— Begin RECORDS SUPPLIED —

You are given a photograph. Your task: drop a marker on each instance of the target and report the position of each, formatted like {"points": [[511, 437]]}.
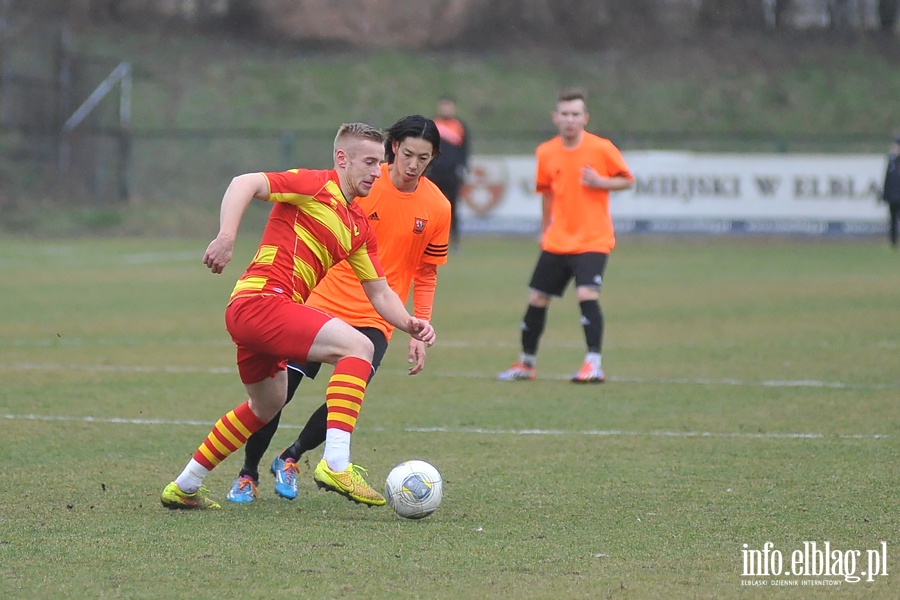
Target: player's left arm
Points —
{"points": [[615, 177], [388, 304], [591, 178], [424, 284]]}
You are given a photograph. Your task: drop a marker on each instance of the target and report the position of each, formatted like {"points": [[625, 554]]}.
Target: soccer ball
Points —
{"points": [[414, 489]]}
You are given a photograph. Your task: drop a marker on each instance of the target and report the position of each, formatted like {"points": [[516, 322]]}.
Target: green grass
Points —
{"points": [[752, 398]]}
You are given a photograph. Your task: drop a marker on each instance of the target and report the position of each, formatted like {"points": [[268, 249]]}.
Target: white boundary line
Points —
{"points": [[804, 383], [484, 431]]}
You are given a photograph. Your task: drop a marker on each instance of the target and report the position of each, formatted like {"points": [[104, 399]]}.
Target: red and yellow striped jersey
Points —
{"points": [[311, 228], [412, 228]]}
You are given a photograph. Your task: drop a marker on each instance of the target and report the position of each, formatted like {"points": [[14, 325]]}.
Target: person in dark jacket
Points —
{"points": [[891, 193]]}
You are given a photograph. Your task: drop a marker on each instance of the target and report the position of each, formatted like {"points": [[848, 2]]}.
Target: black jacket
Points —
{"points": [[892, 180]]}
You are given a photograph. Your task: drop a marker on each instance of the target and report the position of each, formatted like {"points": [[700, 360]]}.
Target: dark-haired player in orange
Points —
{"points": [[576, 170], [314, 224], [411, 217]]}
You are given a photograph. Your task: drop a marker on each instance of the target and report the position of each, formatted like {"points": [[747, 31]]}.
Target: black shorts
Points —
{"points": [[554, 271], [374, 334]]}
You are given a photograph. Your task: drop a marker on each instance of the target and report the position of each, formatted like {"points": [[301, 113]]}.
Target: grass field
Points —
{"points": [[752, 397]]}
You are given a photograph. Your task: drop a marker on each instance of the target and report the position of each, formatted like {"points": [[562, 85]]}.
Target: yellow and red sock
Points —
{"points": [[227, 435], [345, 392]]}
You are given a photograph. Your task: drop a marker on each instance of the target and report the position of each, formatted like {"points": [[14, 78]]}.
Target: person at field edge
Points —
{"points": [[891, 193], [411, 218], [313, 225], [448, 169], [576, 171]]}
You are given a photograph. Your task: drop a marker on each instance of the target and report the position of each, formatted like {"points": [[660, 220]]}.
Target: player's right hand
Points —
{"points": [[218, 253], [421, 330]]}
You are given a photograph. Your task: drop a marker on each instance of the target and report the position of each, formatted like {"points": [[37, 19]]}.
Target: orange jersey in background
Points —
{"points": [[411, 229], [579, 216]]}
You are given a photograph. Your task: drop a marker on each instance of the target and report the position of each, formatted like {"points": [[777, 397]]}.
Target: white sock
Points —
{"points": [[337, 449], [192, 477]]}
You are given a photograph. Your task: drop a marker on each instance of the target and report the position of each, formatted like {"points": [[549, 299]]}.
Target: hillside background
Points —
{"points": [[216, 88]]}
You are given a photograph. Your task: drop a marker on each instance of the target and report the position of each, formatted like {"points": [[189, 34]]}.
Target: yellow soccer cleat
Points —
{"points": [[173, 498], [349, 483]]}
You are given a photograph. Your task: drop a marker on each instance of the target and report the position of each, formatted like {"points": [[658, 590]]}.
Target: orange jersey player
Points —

— End RECORDS SUPPLIED —

EXERCISE REQUIREMENTS
Working from the lines above, reproduce the material exactly and exclude its pictures.

TASK RESPONSE
You are given a photograph. Your task: drop a marker on each instance of the target and report the position of each, formatted like {"points": [[511, 437]]}.
Target: player's left arm
Points —
{"points": [[615, 177], [388, 304], [591, 178], [424, 284]]}
You are given a photograph. Your task: drop a marker on each instance of the target and report the position of each, formatted like {"points": [[625, 554]]}.
Target: soccer ball
Points —
{"points": [[414, 489]]}
You are given a photograph. Your task: drop a marker on each instance of the target and report the position of each, formatted like {"points": [[516, 322]]}.
Target: green grass
Points —
{"points": [[752, 398]]}
You are given a photograph. Your task: drop a marker on each instance of the target and report the position of each, formatted like {"points": [[268, 249]]}.
Target: white boundary line
Points —
{"points": [[804, 383], [484, 431]]}
You are given a photograph. Your task: drop a marker on each instance of the target and report the position of each, formatted like {"points": [[104, 399]]}.
Target: red and yellow striped jersey
Points —
{"points": [[311, 228], [412, 228]]}
You are given a photograph. Your task: drop a marker on each instance of the target and report the position of each, formatted like {"points": [[14, 325]]}.
Target: person in dark jacket
Points —
{"points": [[891, 193]]}
You are given a photograph. Your task: drop a marker on each instance of the target and report the position of each, formatted like {"points": [[848, 2]]}.
Target: black jacket
Points —
{"points": [[892, 180]]}
You are given a photograph. Your task: drop a marker on each instance of the target and report the position of each, formatted like {"points": [[700, 360]]}.
Target: dark-haired player in orange
Points —
{"points": [[576, 170], [314, 224], [411, 217]]}
You are given a photograph. Your task: drop a marker on each instance of the target and report the position of each, formatted like {"points": [[747, 31]]}.
Target: black shorts
Points —
{"points": [[554, 271], [374, 334]]}
You are given a photograph. Your task: drop a marker on each instance of the target and report the position of each, formatted like {"points": [[301, 113]]}.
Target: grass field
Points —
{"points": [[752, 397]]}
You are given a photograph. Your task: drop a marker on each instance of the target and report the position of each, formatted like {"points": [[562, 85]]}.
Target: yellow and red sock
Points —
{"points": [[227, 435], [345, 392]]}
You are given a photograph. Your task: drop a marker on each instance of the target and report the position of each, formatted like {"points": [[14, 78]]}.
Target: person at field edge
Points —
{"points": [[891, 193], [411, 218], [313, 225], [448, 169], [576, 171]]}
You are given a photograph. Your task: drop a marker on each instance of the target and report the position of each, formatted like {"points": [[660, 220]]}.
Target: player's right hand
Points —
{"points": [[218, 253], [421, 330]]}
You are given a photograph. Your task: drop a marker on each instance of the target and report the position of each, formatted like {"points": [[37, 19]]}.
Target: orange jersey in background
Points —
{"points": [[411, 229], [579, 216]]}
You are given a photograph. Your task: drop a marker on each instance of the target and report the position of each, formatted like {"points": [[777, 397]]}.
Target: white sock
Points —
{"points": [[337, 449], [192, 477]]}
You are given a photograph. Your task: drop a marker on each instance of the target and report the position of each, formatted like {"points": [[549, 299]]}.
Target: hillside background
Points —
{"points": [[216, 88]]}
You are given a photograph. Your task: drop a marker on each instance of the target and report the position of each, formatted like {"points": [[189, 34]]}.
Target: yellow soccer cleat
Points —
{"points": [[173, 498], [349, 483]]}
You are given a photograph. Your task: drop a marker on each instance of the target and report the position of each, formatted like {"points": [[658, 590]]}.
Target: orange jersey player
Points —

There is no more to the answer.